[Opening Dataset records section]

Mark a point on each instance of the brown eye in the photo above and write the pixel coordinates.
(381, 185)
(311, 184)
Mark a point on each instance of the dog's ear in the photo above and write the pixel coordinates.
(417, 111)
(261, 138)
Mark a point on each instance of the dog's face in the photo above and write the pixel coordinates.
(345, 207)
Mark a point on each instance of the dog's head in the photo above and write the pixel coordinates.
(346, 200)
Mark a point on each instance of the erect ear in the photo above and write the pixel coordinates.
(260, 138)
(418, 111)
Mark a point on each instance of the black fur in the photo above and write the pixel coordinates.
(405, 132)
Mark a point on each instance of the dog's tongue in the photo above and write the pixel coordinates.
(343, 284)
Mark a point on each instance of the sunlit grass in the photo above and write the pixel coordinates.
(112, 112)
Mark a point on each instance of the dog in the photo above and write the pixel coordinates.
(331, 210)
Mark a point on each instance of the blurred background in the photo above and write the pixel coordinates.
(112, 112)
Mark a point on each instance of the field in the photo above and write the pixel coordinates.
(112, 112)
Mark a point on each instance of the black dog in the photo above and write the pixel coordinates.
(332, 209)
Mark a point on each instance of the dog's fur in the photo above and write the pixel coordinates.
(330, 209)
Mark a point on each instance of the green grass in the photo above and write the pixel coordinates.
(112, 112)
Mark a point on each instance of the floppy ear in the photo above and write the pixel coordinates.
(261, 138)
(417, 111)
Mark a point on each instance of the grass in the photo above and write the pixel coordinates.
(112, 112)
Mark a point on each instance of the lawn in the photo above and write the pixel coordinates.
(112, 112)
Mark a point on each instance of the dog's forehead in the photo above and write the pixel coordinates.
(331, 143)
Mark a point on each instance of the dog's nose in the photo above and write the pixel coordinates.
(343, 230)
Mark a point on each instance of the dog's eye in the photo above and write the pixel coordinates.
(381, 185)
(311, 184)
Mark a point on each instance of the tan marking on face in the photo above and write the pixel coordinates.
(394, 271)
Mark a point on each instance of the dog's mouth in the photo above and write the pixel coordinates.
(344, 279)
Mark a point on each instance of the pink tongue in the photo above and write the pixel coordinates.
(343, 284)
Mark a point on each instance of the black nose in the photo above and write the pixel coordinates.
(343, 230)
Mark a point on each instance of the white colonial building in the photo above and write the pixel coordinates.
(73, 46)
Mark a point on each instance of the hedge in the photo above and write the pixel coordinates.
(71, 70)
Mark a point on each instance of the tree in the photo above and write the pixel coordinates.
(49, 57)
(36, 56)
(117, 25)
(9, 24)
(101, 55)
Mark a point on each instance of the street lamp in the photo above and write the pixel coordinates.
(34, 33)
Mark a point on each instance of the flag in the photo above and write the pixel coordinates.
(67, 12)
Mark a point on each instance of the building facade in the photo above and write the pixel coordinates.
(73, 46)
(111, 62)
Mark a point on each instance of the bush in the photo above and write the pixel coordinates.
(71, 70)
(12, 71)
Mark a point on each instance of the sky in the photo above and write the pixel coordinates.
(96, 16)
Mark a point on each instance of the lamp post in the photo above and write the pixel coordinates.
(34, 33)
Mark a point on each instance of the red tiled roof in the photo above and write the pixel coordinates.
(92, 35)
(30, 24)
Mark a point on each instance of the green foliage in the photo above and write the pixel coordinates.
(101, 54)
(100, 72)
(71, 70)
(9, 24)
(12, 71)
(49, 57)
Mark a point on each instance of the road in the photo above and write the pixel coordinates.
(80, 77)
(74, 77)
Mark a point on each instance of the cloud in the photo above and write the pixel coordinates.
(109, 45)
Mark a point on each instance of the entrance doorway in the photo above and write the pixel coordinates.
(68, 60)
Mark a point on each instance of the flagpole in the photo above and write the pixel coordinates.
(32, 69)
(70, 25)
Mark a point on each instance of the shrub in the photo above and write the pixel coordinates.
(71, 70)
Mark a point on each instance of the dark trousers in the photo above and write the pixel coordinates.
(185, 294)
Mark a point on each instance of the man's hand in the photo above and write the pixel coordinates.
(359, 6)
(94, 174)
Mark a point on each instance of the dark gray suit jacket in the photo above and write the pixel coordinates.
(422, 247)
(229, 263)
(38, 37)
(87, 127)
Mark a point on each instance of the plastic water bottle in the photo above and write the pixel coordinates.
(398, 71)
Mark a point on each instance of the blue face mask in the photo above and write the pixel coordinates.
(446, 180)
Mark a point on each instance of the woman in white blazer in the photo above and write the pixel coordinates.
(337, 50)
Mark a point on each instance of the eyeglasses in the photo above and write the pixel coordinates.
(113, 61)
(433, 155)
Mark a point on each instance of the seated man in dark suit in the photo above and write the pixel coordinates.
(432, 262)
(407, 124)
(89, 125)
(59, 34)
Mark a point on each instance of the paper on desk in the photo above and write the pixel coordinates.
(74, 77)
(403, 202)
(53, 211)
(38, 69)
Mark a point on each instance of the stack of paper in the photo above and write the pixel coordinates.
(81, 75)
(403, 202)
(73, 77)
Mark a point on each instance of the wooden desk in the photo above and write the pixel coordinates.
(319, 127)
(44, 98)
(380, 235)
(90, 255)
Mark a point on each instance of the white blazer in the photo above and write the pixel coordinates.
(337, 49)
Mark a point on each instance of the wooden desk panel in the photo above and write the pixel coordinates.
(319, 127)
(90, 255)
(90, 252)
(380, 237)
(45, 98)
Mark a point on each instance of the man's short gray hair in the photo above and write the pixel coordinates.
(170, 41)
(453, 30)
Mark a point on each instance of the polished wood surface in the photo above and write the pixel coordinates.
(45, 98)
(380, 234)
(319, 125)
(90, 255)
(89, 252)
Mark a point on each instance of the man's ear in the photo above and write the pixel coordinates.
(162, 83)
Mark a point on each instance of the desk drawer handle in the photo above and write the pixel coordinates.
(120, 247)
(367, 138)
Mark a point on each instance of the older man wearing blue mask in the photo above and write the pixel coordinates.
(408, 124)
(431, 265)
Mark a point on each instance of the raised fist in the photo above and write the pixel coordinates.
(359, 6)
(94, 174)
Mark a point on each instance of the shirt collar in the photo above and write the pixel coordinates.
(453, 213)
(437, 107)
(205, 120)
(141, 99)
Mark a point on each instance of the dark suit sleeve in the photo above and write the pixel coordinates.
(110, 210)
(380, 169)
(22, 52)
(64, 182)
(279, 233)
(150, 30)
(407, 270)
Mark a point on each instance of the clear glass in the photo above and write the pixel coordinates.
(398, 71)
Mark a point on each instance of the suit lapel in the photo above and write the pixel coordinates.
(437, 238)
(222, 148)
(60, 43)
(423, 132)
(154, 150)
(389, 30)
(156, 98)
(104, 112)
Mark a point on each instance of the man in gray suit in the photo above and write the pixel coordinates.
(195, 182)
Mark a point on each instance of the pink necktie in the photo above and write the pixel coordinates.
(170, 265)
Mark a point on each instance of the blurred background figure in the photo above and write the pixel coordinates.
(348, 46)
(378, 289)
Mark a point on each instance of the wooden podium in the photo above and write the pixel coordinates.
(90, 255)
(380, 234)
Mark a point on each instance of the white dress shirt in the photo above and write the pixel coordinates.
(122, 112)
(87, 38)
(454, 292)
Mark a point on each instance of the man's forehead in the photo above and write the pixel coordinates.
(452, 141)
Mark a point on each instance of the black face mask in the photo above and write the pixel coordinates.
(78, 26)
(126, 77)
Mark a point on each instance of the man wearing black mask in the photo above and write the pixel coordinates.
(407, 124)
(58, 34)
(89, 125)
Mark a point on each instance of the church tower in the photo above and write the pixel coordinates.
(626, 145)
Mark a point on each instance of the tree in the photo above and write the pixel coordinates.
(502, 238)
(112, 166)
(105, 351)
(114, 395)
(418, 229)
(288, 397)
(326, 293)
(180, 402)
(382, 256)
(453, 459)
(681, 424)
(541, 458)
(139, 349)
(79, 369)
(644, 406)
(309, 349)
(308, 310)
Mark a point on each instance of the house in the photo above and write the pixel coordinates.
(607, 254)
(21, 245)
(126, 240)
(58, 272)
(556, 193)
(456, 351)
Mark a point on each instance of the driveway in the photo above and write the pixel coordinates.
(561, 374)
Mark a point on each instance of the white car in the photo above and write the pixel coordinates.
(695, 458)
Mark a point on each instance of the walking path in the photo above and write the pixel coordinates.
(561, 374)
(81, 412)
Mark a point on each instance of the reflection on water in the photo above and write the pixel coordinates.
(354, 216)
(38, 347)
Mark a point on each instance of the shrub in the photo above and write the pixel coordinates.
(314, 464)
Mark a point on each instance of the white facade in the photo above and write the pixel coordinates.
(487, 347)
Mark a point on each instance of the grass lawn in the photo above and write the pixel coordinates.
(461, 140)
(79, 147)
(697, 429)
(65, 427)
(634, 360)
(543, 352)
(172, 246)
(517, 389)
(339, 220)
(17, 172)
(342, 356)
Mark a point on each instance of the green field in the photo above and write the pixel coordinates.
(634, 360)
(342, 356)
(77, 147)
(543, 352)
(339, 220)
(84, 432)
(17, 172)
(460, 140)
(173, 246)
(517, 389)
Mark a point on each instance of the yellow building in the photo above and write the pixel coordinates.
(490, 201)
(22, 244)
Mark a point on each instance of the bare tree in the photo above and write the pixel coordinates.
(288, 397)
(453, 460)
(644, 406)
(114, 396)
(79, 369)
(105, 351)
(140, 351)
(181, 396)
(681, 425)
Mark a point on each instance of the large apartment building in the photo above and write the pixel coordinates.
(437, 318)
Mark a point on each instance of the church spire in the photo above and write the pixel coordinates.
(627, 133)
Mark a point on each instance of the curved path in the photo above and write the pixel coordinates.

[Closing Dataset records section]

Task statement>
From the line with "Mark a point on each instance of the church spire" to the final line of the entries above, return every line exactly as written.

Your solution>
Mark a point on each instance of the church spire in the photo above and write the pixel coordinates.
(627, 133)
Mark a point on each instance of the curved path in the photo above and write the pixel coordinates.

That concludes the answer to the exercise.